* BEGIN Raw data *

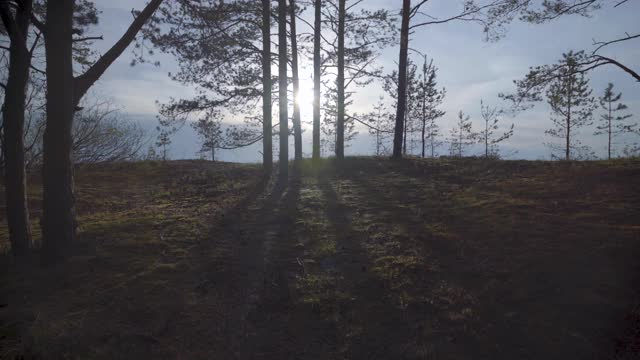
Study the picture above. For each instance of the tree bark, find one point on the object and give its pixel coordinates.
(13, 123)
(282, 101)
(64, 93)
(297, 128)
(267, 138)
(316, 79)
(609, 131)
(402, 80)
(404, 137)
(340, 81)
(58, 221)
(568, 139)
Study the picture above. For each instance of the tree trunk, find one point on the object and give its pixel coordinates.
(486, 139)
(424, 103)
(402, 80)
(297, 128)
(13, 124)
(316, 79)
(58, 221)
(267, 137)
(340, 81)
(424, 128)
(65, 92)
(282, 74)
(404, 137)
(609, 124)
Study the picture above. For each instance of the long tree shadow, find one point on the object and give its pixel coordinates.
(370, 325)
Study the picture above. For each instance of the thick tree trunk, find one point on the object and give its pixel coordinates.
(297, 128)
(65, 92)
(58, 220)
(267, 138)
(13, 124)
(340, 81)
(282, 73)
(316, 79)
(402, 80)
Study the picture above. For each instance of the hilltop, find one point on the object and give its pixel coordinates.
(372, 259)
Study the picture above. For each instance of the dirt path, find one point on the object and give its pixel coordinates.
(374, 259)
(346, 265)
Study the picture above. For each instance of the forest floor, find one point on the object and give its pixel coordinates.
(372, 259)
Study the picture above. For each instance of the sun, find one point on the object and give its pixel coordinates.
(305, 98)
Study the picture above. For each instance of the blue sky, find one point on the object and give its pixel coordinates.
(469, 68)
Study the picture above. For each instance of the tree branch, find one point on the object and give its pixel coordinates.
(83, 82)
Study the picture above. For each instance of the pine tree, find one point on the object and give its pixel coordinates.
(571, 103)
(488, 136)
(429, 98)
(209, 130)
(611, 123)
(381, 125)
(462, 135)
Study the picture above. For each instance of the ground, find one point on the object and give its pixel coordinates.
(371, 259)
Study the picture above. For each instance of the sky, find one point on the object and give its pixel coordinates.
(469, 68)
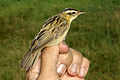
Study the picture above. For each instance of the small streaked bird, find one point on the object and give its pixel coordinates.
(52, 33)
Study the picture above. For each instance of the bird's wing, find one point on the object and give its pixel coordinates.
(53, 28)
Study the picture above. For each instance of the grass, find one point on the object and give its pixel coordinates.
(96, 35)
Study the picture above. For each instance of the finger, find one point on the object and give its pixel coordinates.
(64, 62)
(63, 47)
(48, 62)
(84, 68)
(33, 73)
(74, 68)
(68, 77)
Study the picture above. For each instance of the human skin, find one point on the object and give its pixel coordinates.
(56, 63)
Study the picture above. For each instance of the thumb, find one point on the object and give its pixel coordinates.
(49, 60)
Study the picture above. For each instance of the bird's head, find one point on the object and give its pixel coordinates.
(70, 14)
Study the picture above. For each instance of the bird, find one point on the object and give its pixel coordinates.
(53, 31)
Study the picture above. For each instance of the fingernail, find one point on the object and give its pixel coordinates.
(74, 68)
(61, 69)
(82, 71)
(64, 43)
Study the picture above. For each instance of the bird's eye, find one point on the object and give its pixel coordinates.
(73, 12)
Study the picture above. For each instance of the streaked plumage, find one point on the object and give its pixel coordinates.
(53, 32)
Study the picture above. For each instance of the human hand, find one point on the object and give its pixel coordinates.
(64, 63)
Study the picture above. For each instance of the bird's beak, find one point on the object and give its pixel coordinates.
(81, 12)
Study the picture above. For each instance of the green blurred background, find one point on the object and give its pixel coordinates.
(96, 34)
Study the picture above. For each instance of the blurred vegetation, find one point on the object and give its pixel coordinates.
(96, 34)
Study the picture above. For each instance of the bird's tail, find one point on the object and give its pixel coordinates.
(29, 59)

* END Raw data *

__What you have to do__
Reproduce the stretch from the line containing "bird's tail, find" through the end of the listing, request included. Multiply each pixel coordinate in the answers by 1.95 and round to whole numbers, with halves rounded up.

__Output for this task__
Study the picture above. For each instance of the bird's tail, find one point on the object and give its pixel coordinates.
(57, 115)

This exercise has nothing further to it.